Kutipan Teks
- - - - -

JAKARTA (IndoTelko) – Para pemangku kepentingan di Indonesia yang bergerak di bidang e-health harus mulai membuka sekat-sekat yang membatasi ruang gerak agar inovasi ini bisa dinikmati semua masyarakat.
“Implementasi E-Health di Indonesia butuh interperobilitas dan arsitektur agar bisa berjalan sesuai dengan target yang ditetapkan para pemangku kepentingan,” ungkap Ketua e-Indonesia Initiatives Forum Prof. Suhono Harso Supangkat usai menjadi pembicara di Konferensi e-health nasional di Jakarta, Kamis (5/6).
Menurutnya, interoperabilitas itu penting untuk e-health karena sifat dari Teknologi Informasi (TI) di kesehatan sangat perlu keterhubungan. “Kalau tidak, ya tidak bisa komunikasi. Tidak bisa understanding secara nyata,"jelasnya.
Diungkapkannya, saat ini implementasi e-health masih ada sekat-sekat antar pemain sehingga tidak efisien. "Ini juga alasan kita dorong ada arsitektur yang jelas untuk e-health ini. Kita tahu kendalanya banyak untuk membuat arsitektur, tetapi ini harus dijalankan karena merupakan satu keniscayaan," katanya.
Dikatakannya,jika ada arsitektur dari e-health, akan terlihat ada kejelasan hubungan antar komponen di stakeholder, teknologi, people, dan process.
Diakuinya, banyak inisiatif terkait pembangunan e-health baik yang personal, mobile hingga berbasis web tengah dikembangkan pelaku usaha, tetapi persoalannya referensi dan interoperabilitas tetap akan jadi isu utama agar inisisasi-inisiasi bisa berjalan lebih efisien, efektif dan murah.

- - - - -

Data yang Diberikan
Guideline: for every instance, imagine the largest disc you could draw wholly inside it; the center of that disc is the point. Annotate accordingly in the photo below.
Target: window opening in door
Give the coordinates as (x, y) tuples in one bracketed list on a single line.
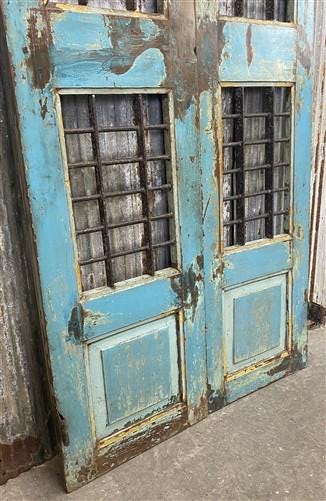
[(256, 162), (118, 154), (146, 6), (269, 10)]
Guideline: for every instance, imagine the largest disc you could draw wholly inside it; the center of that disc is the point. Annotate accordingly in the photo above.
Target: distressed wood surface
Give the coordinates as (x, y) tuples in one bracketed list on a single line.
[(317, 293), (24, 435)]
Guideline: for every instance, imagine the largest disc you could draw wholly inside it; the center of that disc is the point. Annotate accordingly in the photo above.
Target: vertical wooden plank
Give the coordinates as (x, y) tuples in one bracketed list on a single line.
[(302, 165), (24, 418), (186, 105), (209, 99), (317, 286)]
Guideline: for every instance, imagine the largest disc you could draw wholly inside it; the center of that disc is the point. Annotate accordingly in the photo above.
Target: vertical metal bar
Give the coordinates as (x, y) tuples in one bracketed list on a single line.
[(100, 188), (238, 8), (268, 107), (238, 98), (131, 4), (269, 10), (144, 181)]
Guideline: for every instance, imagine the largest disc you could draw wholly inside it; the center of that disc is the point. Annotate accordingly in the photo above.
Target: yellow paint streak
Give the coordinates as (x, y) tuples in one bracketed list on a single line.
[(82, 9), (138, 428), (259, 365)]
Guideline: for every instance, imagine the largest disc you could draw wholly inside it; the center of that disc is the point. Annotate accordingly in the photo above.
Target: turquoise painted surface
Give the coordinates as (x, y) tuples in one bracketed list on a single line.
[(252, 263), (213, 260), (302, 161), (255, 52), (192, 252), (51, 224), (100, 51), (255, 321), (134, 374)]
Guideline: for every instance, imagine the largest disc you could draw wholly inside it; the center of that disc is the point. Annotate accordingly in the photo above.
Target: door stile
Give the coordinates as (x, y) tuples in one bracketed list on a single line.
[(209, 99), (301, 185)]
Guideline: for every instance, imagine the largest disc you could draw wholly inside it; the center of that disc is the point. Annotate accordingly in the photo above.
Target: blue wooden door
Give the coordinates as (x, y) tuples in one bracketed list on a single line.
[(256, 126), (106, 95), (166, 154)]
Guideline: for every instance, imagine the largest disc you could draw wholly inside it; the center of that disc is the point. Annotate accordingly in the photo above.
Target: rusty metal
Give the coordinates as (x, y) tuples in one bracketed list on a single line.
[(145, 190), (239, 117)]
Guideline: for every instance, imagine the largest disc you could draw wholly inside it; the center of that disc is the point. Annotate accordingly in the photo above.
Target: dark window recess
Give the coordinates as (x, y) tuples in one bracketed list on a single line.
[(271, 10), (121, 185), (146, 6), (256, 162)]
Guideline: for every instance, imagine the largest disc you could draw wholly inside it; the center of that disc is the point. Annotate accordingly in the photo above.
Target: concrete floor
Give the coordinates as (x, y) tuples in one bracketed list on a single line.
[(268, 446)]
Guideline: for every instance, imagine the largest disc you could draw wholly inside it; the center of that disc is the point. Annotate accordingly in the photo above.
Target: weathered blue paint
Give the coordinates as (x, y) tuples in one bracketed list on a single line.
[(258, 262), (256, 52), (301, 183), (191, 238), (134, 374), (119, 309), (255, 322), (52, 50), (73, 50), (83, 60)]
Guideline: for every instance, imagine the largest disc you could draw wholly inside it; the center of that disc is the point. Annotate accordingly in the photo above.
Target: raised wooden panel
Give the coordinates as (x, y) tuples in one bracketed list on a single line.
[(134, 374), (255, 321)]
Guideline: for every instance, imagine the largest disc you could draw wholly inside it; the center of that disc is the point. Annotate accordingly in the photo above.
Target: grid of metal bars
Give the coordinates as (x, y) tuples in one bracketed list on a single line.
[(149, 6), (269, 10), (235, 195), (140, 127)]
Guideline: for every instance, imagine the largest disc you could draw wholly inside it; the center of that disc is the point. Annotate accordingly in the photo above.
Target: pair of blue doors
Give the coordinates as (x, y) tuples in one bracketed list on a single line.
[(165, 149)]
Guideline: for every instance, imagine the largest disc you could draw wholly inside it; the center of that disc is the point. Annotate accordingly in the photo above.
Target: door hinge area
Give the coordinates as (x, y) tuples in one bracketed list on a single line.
[(63, 429), (76, 324)]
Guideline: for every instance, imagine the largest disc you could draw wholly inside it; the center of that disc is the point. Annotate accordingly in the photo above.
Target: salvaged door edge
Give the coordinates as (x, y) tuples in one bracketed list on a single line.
[(299, 77), (38, 107)]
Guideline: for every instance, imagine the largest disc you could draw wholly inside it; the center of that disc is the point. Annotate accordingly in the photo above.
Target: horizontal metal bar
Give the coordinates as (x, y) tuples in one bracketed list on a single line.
[(126, 223), (254, 194), (90, 130), (163, 244), (254, 218), (257, 115), (282, 164), (123, 193), (161, 187), (231, 171), (257, 141), (86, 231), (132, 251), (83, 130), (230, 116), (92, 260), (127, 128), (281, 213), (140, 221), (232, 144), (282, 140), (257, 167), (120, 161), (77, 165), (85, 198), (168, 215), (156, 126), (150, 158)]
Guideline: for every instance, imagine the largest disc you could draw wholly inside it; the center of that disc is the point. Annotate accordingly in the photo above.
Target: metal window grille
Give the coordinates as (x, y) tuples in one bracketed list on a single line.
[(256, 158), (121, 185), (269, 10), (146, 6)]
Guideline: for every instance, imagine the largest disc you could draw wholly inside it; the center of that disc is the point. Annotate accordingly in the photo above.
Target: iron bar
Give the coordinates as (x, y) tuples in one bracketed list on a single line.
[(144, 181), (268, 106), (100, 188)]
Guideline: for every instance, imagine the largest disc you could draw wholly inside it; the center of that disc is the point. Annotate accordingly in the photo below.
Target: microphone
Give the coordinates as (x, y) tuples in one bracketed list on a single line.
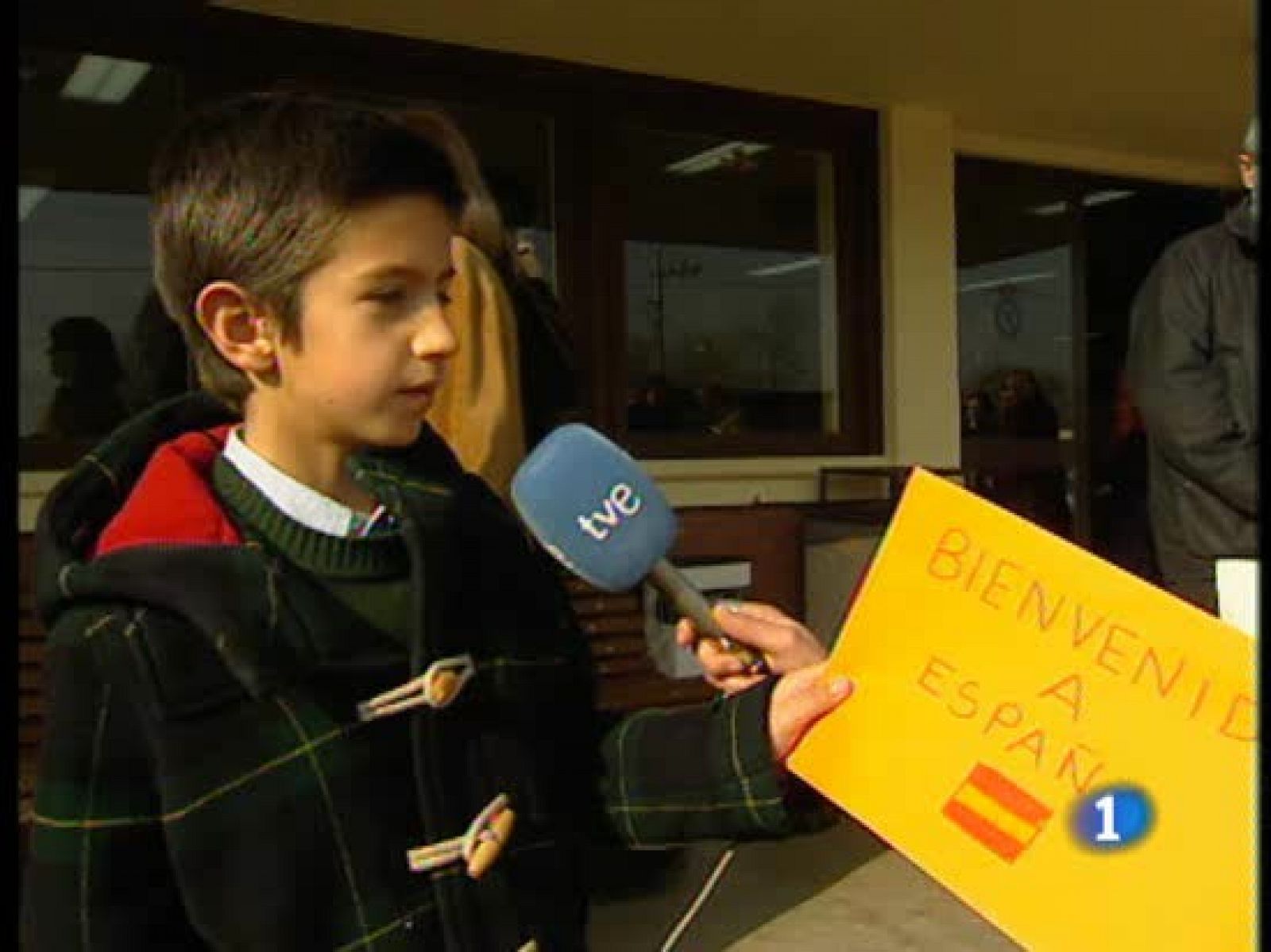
[(604, 518)]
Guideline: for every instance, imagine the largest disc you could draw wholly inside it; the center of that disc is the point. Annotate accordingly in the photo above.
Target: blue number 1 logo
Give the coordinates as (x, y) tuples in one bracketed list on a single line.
[(1114, 818)]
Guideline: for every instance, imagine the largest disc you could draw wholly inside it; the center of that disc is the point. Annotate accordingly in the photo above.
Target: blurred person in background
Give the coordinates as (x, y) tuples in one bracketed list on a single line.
[(514, 374), (1194, 372)]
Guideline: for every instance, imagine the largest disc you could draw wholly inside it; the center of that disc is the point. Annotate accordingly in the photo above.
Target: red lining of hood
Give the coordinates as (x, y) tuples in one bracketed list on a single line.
[(173, 499)]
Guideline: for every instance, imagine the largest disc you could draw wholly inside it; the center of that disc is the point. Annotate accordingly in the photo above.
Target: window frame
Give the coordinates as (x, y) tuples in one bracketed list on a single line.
[(220, 51)]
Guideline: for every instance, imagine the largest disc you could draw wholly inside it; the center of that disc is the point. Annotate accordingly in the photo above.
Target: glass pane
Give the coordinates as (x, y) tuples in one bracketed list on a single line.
[(728, 254), (1016, 321), (93, 341)]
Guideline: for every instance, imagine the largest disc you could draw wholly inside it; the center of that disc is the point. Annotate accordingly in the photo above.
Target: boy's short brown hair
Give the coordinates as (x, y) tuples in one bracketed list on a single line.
[(254, 191)]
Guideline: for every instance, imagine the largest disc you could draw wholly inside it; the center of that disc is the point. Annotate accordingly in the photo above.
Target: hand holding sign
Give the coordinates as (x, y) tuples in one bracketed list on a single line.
[(1064, 746), (787, 645)]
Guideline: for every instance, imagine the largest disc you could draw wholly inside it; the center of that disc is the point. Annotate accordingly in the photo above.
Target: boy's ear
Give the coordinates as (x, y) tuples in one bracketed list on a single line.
[(241, 331)]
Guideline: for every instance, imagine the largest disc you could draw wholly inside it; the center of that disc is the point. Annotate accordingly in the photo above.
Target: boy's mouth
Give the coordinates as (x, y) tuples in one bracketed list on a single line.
[(421, 389)]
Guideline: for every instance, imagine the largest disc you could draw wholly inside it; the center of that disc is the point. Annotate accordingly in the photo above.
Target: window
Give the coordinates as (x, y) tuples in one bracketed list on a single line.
[(1049, 264), (751, 283), (730, 286), (84, 251)]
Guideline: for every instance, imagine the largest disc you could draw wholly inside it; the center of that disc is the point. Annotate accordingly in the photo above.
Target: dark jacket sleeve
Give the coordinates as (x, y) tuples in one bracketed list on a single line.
[(1179, 385), (97, 875), (699, 772)]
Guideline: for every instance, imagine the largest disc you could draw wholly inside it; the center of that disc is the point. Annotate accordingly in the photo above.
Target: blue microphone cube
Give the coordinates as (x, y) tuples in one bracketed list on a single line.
[(593, 507)]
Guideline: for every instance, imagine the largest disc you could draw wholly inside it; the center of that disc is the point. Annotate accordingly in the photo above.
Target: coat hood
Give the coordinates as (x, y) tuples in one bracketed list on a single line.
[(137, 522)]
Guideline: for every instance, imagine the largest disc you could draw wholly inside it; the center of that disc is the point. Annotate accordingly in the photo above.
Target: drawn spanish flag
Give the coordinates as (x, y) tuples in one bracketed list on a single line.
[(997, 812)]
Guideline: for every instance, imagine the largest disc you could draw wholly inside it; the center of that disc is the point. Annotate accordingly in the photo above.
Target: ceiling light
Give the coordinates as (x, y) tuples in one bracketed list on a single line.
[(716, 156), (1090, 200), (102, 79), (1053, 209), (1006, 281), (771, 271), (1103, 197), (29, 197)]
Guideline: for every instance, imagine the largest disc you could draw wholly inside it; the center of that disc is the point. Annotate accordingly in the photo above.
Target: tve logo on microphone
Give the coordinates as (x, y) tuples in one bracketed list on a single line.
[(620, 501), (594, 509)]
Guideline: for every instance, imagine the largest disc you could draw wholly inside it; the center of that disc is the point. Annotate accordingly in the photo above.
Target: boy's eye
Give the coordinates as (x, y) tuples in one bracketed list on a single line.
[(387, 295)]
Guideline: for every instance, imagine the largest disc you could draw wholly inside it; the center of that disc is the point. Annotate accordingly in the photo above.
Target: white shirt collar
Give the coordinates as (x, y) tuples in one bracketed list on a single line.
[(304, 505)]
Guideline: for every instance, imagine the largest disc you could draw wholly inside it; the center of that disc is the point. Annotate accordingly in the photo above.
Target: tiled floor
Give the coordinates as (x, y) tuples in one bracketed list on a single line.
[(836, 891)]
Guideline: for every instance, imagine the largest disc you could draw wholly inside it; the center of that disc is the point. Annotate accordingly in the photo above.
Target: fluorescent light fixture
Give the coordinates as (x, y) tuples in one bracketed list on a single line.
[(1053, 209), (773, 270), (1111, 195), (29, 197), (1006, 281), (102, 79), (716, 156), (1090, 201)]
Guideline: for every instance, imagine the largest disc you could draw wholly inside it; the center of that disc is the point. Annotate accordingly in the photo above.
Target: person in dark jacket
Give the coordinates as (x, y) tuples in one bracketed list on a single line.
[(311, 684), (1194, 369)]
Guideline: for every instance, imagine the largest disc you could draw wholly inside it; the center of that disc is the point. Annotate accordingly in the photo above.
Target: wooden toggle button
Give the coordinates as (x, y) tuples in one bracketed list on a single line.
[(491, 844)]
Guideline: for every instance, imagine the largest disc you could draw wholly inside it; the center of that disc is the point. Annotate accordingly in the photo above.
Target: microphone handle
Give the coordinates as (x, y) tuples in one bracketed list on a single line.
[(693, 605)]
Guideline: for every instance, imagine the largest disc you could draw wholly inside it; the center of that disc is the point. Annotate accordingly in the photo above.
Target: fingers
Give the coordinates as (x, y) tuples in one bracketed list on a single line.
[(800, 700), (786, 643)]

- - - - -

Tugas Latihan
1. Tentukan apakah setiap pernyataan berikut sesuai dengan teks tentang e-health di Indonesia. Jawab ya atau tidak, lalu kutip persis kata-kata teks yang menentukan jawabanmu.
(a) Prof. Suhono Harso Supangkat menjabat sebagai Ketua e-Indonesia Initiatives Forum.
(b) Saat ini implementasi e-health sudah berjalan efisien tanpa sekat antarpemain.
(c) Konferensi e-health nasional tersebut diselenggarakan di Bandung.
2. Salin persis bagian teks tentang e-health tersebut, mulai dari "Diungkapkannya, saat ini" dan berakhir pada "efektif dan murah.".

Pembahasan Jawaban
1.
(a) Ya: "Ketua e-Indonesia Initiatives Forum Prof. Suhono Harso Supangkat".
(b) Tidak: "saat ini implementasi e-health masih ada sekat-sekat antar pemain sehingga tidak efisien".
(c) Tidak: "Konferensi e-health nasional di Jakarta".

2.
Diungkapkannya, saat ini implementasi e-health masih ada sekat-sekat antar pemain sehingga tidak efisien. "Ini juga alasan kita dorong ada arsitektur yang jelas untuk e-health ini. Kita tahu kendalanya banyak untuk membuat arsitektur, tetapi ini harus dijalankan karena merupakan satu keniscayaan," katanya.
Dikatakannya,jika ada arsitektur dari e-health, akan terlihat ada kejelasan hubungan antar komponen di stakeholder, teknologi, people, dan process.
Diakuinya, banyak inisiatif terkait pembangunan e-health baik yang personal, mobile hingga berbasis web tengah dikembangkan pelaku usaha, tetapi persoalannya referensi dan interoperabilitas tetap akan jadi isu utama agar inisisasi-inisiasi bisa berjalan lebih efisien, efektif dan murah.